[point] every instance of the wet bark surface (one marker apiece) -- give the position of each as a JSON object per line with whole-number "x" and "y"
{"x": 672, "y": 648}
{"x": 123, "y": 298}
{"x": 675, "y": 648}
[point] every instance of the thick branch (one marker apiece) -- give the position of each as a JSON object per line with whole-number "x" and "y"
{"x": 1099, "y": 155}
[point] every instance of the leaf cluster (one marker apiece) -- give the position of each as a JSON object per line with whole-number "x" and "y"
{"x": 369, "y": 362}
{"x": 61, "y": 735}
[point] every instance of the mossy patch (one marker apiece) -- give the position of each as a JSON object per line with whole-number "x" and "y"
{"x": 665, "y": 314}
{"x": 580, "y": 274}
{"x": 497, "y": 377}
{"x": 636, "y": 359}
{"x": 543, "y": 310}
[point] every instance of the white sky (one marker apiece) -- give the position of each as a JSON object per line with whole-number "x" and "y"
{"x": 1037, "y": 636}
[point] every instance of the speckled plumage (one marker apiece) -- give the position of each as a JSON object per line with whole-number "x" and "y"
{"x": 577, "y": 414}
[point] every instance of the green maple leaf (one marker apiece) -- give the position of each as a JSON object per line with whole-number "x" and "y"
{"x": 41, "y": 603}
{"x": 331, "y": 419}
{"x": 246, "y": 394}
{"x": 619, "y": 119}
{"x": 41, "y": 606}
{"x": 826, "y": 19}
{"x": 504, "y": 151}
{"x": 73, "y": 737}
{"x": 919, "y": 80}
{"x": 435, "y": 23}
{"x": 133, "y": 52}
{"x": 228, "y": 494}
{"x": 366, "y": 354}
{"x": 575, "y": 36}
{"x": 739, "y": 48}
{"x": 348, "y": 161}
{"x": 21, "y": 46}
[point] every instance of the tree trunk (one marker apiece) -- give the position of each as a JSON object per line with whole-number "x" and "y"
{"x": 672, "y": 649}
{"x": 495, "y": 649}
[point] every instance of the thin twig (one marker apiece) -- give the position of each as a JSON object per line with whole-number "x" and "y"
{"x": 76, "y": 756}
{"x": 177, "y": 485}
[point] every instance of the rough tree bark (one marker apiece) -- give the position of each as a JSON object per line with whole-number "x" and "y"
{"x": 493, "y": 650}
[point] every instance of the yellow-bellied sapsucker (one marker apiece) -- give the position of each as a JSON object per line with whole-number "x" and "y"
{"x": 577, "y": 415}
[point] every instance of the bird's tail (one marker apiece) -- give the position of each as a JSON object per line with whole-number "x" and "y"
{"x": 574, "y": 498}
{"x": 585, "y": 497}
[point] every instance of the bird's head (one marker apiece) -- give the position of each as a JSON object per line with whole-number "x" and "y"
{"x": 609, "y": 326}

→ **Objetivo del ejercicio**:
Transcribe todo el material anterior como una tabla Markdown con dos columnas: «N.º», con el número de fila, y «Línea», con el texto de cada línea. Omite las líneas en blanco.

→ **Solución del ejercicio**:
| N.º | Línea |
|---|---|
| 1 | [point] every instance of the wet bark surface (one marker apiece) -- give the position of each as a JSON object per line with whole-number "x" and "y" |
| 2 | {"x": 672, "y": 648} |
| 3 | {"x": 123, "y": 298} |
| 4 | {"x": 675, "y": 648} |
| 5 | [point] every instance of the thick branch (one marker apiece) -- give the position of each as a JSON object per line with whole-number "x" and "y" |
| 6 | {"x": 1099, "y": 155} |
| 7 | [point] every instance of the leaf cluster (one marker apiece) -- give the position of each as a JSON object per line with whole-number "x" and "y" |
| 8 | {"x": 369, "y": 362} |
| 9 | {"x": 61, "y": 735} |
| 10 | [point] every instance of the mossy patch (one marker apiece) -- give the position of each as a JSON object per line with whole-number "x" and "y" |
| 11 | {"x": 665, "y": 314} |
| 12 | {"x": 580, "y": 274} |
| 13 | {"x": 497, "y": 377} |
| 14 | {"x": 636, "y": 359} |
| 15 | {"x": 543, "y": 310} |
| 16 | [point] every instance of the white sky (one marker apiece) -- give the position of each as a JSON object per line with whole-number "x" and "y" |
| 17 | {"x": 1037, "y": 636} |
| 18 | [point] every instance of the speckled plumage (one marker apiece) -- give the position of each as a JSON object per line with whole-number "x" and "y" |
| 19 | {"x": 577, "y": 414} |
| 20 | [point] every instance of the green maple leaf (one marker apiece) -- give the position of each as a JSON object per line with whole-number "x" and "y" |
| 21 | {"x": 41, "y": 603} |
| 22 | {"x": 331, "y": 419} |
| 23 | {"x": 246, "y": 394} |
| 24 | {"x": 619, "y": 119} |
| 25 | {"x": 41, "y": 606} |
| 26 | {"x": 826, "y": 19} |
| 27 | {"x": 504, "y": 151} |
| 28 | {"x": 73, "y": 737} |
| 29 | {"x": 919, "y": 80} |
| 30 | {"x": 435, "y": 23} |
| 31 | {"x": 133, "y": 52} |
| 32 | {"x": 228, "y": 494} |
| 33 | {"x": 366, "y": 354} |
| 34 | {"x": 575, "y": 36} |
| 35 | {"x": 739, "y": 48} |
| 36 | {"x": 348, "y": 161} |
| 37 | {"x": 21, "y": 46} |
| 38 | [point] every instance of the tree trunk (one marker apiece) -- give the position of each as a JSON object per line with whole-number "x" and "y" |
| 39 | {"x": 672, "y": 649} |
| 40 | {"x": 495, "y": 649} |
| 41 | [point] every instance of the thin twig (one marker apiece) -- give the position of each as a JSON object per line with whole-number "x" and "y" |
| 42 | {"x": 76, "y": 756} |
| 43 | {"x": 177, "y": 485} |
| 44 | [point] every instance of the rough tree bark (one marker apiece) -- give the position of each as a JSON object per line with whole-number "x" and "y" |
| 45 | {"x": 493, "y": 650} |
| 46 | [point] every instance of the yellow-bellied sapsucker (one marker apiece) -- give the position of each as a JSON object per line with whole-number "x" and "y" |
| 47 | {"x": 577, "y": 415} |
| 48 | [point] every instance of the bird's tail (one marker apiece) -- give the position of each as a JSON object per line with whole-number "x" and "y" |
| 49 | {"x": 574, "y": 498} |
| 50 | {"x": 585, "y": 497} |
| 51 | [point] every instance of the bird's head (one marker apiece) -- give the position of each as a JSON object per line with whole-number "x" and "y" |
| 52 | {"x": 609, "y": 326} |